_What the task asks_
Write out every line of the records below as a numbered list, skipping blank lines and leaving out the pictures.

· · · ·

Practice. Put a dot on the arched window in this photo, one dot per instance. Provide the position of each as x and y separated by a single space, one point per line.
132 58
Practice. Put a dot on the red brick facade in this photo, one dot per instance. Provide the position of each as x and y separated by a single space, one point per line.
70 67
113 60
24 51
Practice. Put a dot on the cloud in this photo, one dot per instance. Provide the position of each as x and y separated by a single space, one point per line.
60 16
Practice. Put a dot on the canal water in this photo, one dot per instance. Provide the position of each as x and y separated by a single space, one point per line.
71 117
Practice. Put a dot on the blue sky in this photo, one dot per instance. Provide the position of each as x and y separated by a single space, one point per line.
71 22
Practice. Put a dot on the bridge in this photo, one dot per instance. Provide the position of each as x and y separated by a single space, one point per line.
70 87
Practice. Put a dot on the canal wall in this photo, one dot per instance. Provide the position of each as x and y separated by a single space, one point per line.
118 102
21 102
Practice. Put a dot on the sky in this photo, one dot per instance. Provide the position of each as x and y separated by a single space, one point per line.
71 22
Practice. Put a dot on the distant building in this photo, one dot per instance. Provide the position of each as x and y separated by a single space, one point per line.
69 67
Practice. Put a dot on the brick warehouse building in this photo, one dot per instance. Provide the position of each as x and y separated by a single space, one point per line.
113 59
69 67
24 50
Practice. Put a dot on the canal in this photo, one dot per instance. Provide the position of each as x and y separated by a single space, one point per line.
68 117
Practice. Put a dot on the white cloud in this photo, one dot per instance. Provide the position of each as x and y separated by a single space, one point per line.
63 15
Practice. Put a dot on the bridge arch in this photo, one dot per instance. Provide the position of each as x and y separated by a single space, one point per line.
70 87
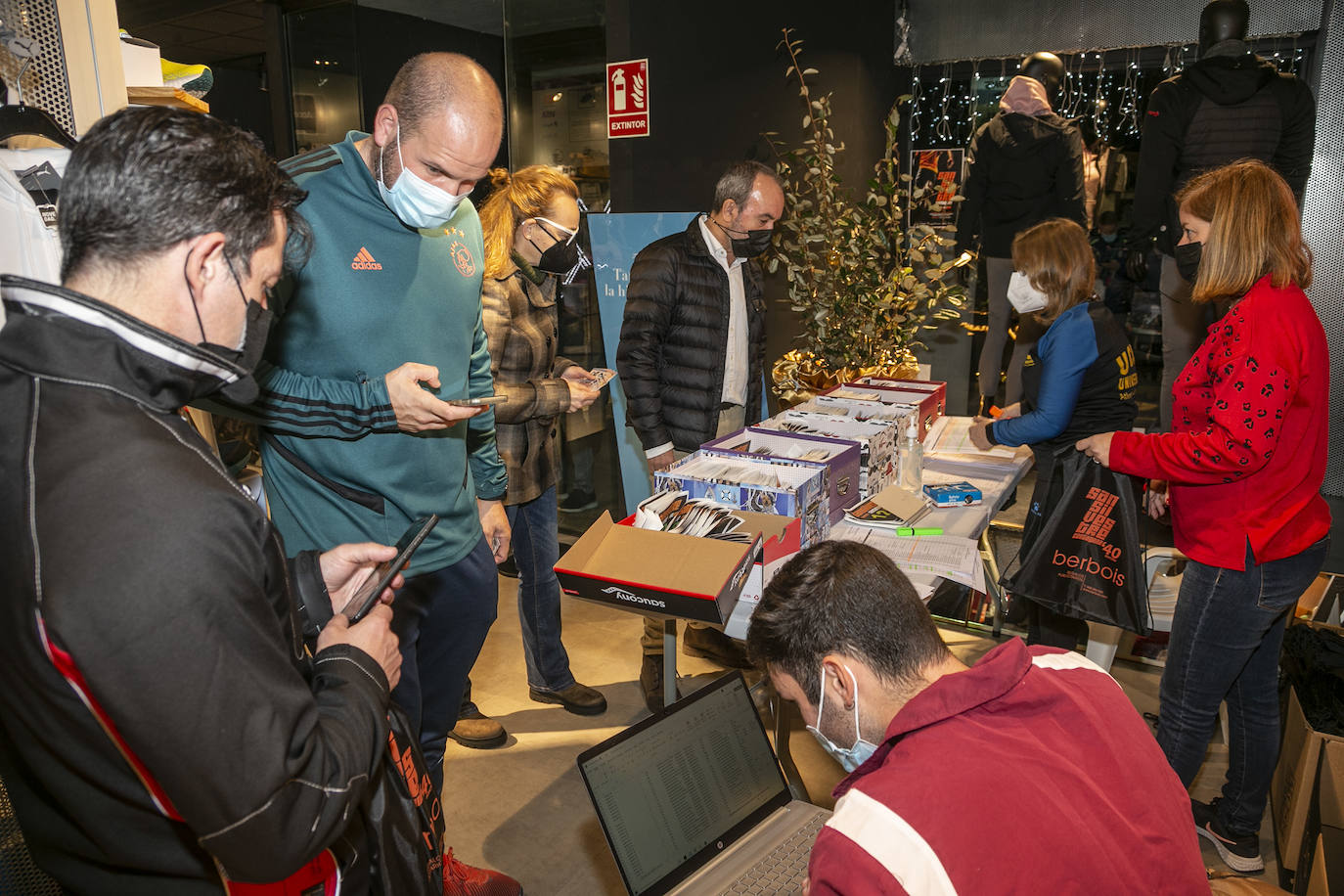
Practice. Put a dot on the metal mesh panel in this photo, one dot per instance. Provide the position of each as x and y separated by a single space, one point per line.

· · · ·

_Result for this exercise_
1. Practice. Put a dot on the arched window in this photo, one dot per instance. Provide the position of each as x and y separated by a single space, one point per line.
2. 132 58
3. Practice. Put a dot on the red brick facade in this photo, one dot per instance. Provide the position of each as x and y separated by a single space, one point per line.
4. 70 67
5. 113 60
6. 24 51
7. Practice. Put a dot on the cloud in this photo, one dot per instance. Provide the position of each as x and y separated by a single space, one point per line.
8. 60 16
9. Practice. Put a dot on the canal water in this photo, one dot per instance. Provide the position of each as x and y separated by a single space, one point per line.
10. 71 117
11. Practice. Put a dot on the blue sky in this photo, one dot per instance. Provide the position of each as x and y separated by a single space, one point per line.
12. 71 22
13. Practice. Put a dot on the bridge in this photo, one dot per instance. Provide the position of each as x and y separated by a single space, one point per line.
14. 70 87
15. Practice. Put a dot on the canal wall in this photo, one dot per instance. Provide the position of each as x and y separated by a single space, one point per line.
16. 118 102
17. 21 102
18. Practice. Put a dot on the sky in this photo, one dot per instance. Provide the position of each as x and y separated by a single space, one point per line.
19. 71 22
20. Practice. Put a dot on the distant building in this photo, one dot per instance. Provide the position of each as x and y separated by a single space, one point per line.
21. 69 67
22. Practice. Put a dot on the brick warehouse building in this photo, one dot per instance. Provide the position of each as x and y separated by a single space, one point per line.
23. 113 59
24. 69 67
25. 24 50
26. Practice. Put a dot on the canal in this photo, one dot per instance. Provide the position of each as x and y separated by a single space, one point per line.
27. 68 117
28. Practice. Put a dot on the white cloud in this photo, one dot per instance. Provide the position of each as x and y separated by a single space, one point per line.
29. 63 15
30. Practice. Put a dot on the bridge arch in this photo, one dot per instance. Provide the position of each as x and y separated by a single space, one point per line.
31. 70 87
32. Practice. Put a dot on the metal mesh panel in this photo, one dot per instance. Provide the position of each as x and y separated by a single space, one point per line.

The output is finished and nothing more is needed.